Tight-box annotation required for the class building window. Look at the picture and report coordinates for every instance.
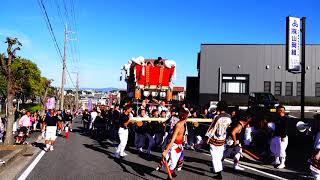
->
[316,83,320,97]
[274,82,282,96]
[222,74,249,94]
[264,81,271,93]
[296,82,301,96]
[285,82,293,96]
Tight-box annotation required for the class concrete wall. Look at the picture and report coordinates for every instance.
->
[199,44,320,105]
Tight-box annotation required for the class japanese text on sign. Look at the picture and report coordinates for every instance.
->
[287,17,301,71]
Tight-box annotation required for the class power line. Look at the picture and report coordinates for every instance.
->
[36,0,76,88]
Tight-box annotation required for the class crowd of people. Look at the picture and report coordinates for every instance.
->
[4,99,320,179]
[0,106,77,147]
[79,99,292,179]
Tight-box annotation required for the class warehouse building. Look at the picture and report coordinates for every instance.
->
[187,44,320,105]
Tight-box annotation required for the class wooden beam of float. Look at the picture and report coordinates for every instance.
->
[131,117,213,123]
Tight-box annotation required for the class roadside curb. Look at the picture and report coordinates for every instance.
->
[0,145,28,173]
[0,133,43,173]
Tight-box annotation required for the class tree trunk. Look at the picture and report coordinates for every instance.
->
[40,86,49,114]
[4,79,14,145]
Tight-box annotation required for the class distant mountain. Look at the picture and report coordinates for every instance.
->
[80,87,119,92]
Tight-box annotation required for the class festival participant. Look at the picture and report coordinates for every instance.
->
[158,101,168,114]
[187,111,198,150]
[162,108,189,179]
[206,101,232,179]
[162,110,180,151]
[90,108,98,131]
[64,110,73,133]
[56,110,64,135]
[154,110,166,146]
[270,105,288,169]
[134,109,148,153]
[111,105,121,141]
[82,109,90,133]
[43,109,58,152]
[145,109,159,158]
[139,100,150,116]
[310,123,320,179]
[224,113,253,171]
[113,105,132,158]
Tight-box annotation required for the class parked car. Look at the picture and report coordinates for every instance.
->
[248,92,279,113]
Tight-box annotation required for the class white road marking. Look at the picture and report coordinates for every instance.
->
[17,150,46,180]
[224,159,288,180]
[203,153,288,180]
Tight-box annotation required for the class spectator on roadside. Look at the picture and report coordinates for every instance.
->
[19,111,32,136]
[0,117,5,143]
[29,113,35,133]
[32,111,39,131]
[13,107,20,134]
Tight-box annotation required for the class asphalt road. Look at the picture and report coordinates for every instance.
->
[24,117,307,180]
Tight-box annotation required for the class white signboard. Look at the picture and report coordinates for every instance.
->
[286,16,301,72]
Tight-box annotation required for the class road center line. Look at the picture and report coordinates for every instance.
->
[203,153,288,180]
[17,150,46,180]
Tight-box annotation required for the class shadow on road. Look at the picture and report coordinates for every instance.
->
[83,143,165,180]
[31,142,46,151]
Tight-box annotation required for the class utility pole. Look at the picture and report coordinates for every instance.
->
[75,71,79,111]
[60,24,67,111]
[301,17,306,121]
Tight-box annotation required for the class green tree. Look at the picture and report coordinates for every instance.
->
[0,38,53,144]
[11,58,42,99]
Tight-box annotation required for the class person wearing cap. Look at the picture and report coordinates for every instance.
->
[43,109,58,151]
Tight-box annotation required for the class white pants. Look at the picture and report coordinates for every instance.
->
[116,128,128,156]
[45,126,57,141]
[33,121,37,130]
[89,121,94,130]
[311,165,320,180]
[210,144,225,173]
[13,121,17,132]
[270,136,288,157]
[168,143,183,171]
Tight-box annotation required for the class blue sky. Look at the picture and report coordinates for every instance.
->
[0,0,319,88]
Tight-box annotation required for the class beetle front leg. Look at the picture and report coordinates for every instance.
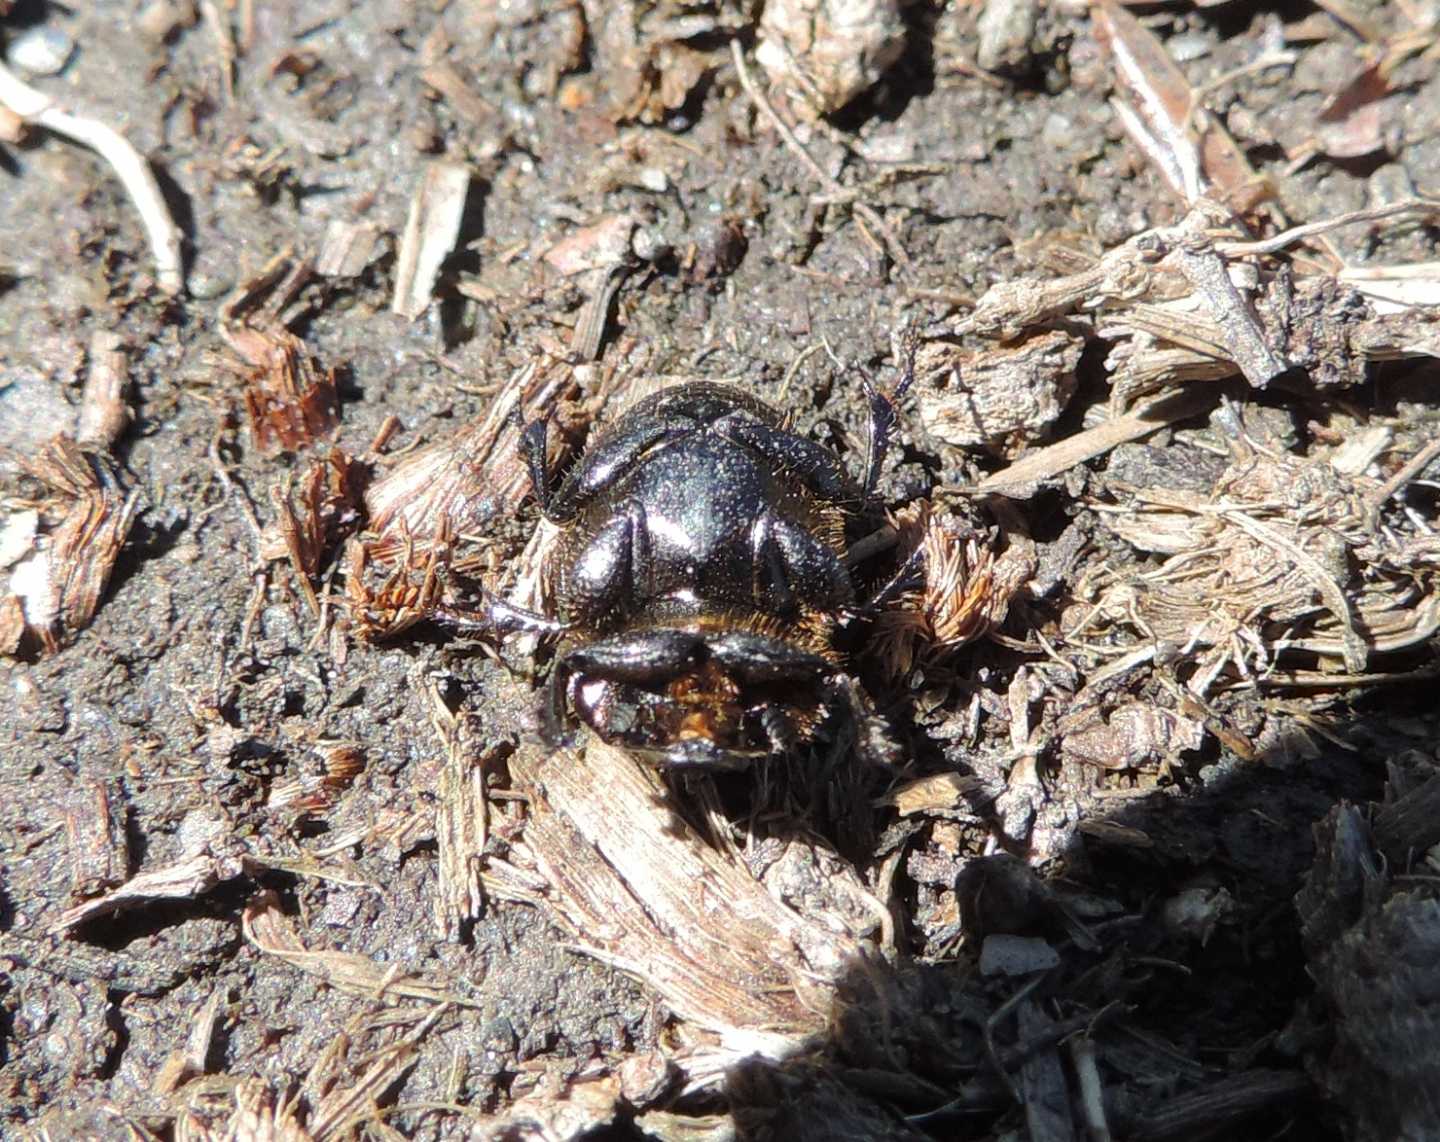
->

▶ [YOUR TASK]: The material above is to be transcribed exactly, with all pictures omitted.

▶ [EXERCISE ANSWER]:
Tight-box annotation required for the class building window. Look at the picture and report coordinates for every instance.
->
[316,83,320,97]
[274,82,282,96]
[222,74,249,94]
[264,81,271,93]
[296,82,301,96]
[285,82,293,96]
Tight-box annotation required for the class concrete wall. Look at the picture and report coordinates for every instance.
->
[199,44,320,105]
Tight-box annotation required for the class japanese text on sign. Look at the picture and report coordinates for every instance.
->
[287,17,301,71]
Tight-box annotation required for the class power line. Look at the picture and report coordinates for every instance.
->
[36,0,76,88]
Tight-box annotation required for the class crowd of people. Look at the picture and report coordinates for every instance.
->
[4,99,320,179]
[0,106,77,147]
[79,99,292,179]
Tight-box annotation required for the class warehouse building. Look at the picture and report coordinates for every instance.
->
[187,44,320,105]
Tight-box annotation required for the class wooden beam of float. Look at the picture and report coordinates for every instance.
->
[131,117,213,123]
Tight-box annotation required for the class roadside curb. Look at the picture and report coordinates for every instance.
->
[0,145,28,173]
[0,133,43,173]
Tight-box annotation required for the class tree trunk. Look at the picture and report coordinates for every instance.
->
[40,86,49,114]
[4,79,14,145]
Tight-box annotation required for the class distant mountain. Look at the picture and report coordinates for every instance.
->
[80,87,119,92]
Tight-box annotation required for the class festival participant. Look at the picture and report coordinates for every instance.
->
[158,101,168,114]
[187,111,198,150]
[162,108,189,179]
[206,101,232,179]
[162,110,180,151]
[90,108,98,131]
[64,110,73,133]
[56,110,64,135]
[154,110,166,146]
[270,105,288,169]
[134,109,148,153]
[111,105,121,141]
[82,109,90,133]
[43,109,58,152]
[145,109,159,158]
[139,100,150,116]
[310,123,320,179]
[224,113,253,171]
[113,105,132,158]
Tight-box annotation required for the class parked car. Look at the picture and report coordinates for every instance.
->
[248,92,279,113]
Tight-box annotation required for the class white road marking. Look at the picture and report coordinates for every instance.
->
[17,150,46,180]
[224,159,288,180]
[203,153,288,180]
Tight-box annotation required for the class spectator on roadside. Look at the picture and report coordinates for every instance.
->
[19,111,32,136]
[0,117,5,143]
[29,113,35,133]
[32,111,39,131]
[13,107,20,134]
Tight-box annotation required for the class asphalt road. Look at the picture and report coordinates for every instance.
->
[24,117,307,180]
Tight-box annotation required for the class white signboard. Look at the picture and report coordinates for every instance.
->
[286,16,301,72]
Tight-box annotation required for the class road center line. Look at the picture and report coordinates for every instance.
->
[203,153,288,180]
[17,150,46,180]
Tight-box annotation required for the class shadow on road. Look at the picture and report coordinates for every instance.
->
[83,143,165,180]
[31,142,46,151]
Tight-box annotation required for the class utility pole. Look at the picture and report coordinates for every instance.
->
[75,71,79,111]
[60,24,67,111]
[301,17,306,121]
Tight-box annotation required for the class green tree. Look at the picture and report coordinates for every instance.
->
[0,38,53,144]
[11,58,42,99]
Tight-box annotation required for the class person wearing cap. Look at the picture and report coordinates for every instance.
->
[43,109,58,151]
Tight-box annotation required for the class white pants. Look at the picture and report coordinates for every instance.
->
[116,128,128,156]
[45,126,57,141]
[33,121,37,130]
[89,121,94,130]
[311,165,320,180]
[210,144,225,173]
[13,121,17,132]
[270,136,288,157]
[168,143,183,171]
Tight-box annotation required for the class blue sky. Look at the picture and report coordinates for every instance.
->
[0,0,319,88]
Tight-box annotation required for the class beetle front leg. Look at the picture and report coordinates for every instance.
->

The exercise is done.